Problem - Print, from the listing below, the lines starting at the line containing "Every instance of the person walking" and ending at the line containing "Every instance of the person in", exactly as they stand, and print nothing else.

Segment Start: Dataset

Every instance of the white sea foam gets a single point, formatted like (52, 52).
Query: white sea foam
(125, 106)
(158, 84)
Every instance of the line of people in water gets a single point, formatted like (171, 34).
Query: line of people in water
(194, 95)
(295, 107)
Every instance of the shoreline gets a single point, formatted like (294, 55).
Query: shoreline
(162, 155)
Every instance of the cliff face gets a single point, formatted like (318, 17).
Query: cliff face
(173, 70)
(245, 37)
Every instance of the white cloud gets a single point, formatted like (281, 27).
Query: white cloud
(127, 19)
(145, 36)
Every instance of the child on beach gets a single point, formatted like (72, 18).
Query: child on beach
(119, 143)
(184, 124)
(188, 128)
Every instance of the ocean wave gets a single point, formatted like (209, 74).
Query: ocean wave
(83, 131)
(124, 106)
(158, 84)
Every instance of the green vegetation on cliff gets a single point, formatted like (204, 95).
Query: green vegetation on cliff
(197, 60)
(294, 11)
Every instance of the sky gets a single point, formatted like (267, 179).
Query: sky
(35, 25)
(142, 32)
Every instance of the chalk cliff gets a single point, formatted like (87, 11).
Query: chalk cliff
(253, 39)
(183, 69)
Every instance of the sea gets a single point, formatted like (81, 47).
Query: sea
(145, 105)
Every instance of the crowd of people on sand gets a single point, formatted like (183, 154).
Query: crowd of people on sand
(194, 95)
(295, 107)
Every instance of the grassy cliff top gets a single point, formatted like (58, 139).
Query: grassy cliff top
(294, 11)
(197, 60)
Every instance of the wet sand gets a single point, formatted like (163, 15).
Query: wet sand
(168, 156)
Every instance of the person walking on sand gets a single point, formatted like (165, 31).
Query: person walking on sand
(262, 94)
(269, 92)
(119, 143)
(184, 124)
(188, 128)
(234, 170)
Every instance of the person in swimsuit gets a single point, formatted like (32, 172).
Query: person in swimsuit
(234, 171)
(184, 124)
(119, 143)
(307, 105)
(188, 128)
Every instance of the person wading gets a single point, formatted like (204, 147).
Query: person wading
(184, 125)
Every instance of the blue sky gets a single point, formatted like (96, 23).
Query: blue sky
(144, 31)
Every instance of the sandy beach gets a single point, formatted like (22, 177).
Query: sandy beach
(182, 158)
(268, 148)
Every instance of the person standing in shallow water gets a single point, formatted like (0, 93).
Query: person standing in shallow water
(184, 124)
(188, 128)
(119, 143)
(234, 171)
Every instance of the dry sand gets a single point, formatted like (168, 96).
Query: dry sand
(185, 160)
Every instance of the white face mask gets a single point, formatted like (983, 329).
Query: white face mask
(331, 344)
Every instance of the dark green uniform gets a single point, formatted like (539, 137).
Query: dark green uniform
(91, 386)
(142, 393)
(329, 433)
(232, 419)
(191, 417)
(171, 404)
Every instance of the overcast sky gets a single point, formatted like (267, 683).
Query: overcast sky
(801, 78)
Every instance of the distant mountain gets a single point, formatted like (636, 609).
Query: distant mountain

Segment End: Dataset

Result below -
Every instance of the person walking on sand gets a single point, formatted like (165, 31).
Query: person walking on sand
(262, 94)
(269, 92)
(119, 143)
(184, 124)
(188, 128)
(234, 170)
Every instance of the person in swimsuit gets a single point, formatted like (32, 172).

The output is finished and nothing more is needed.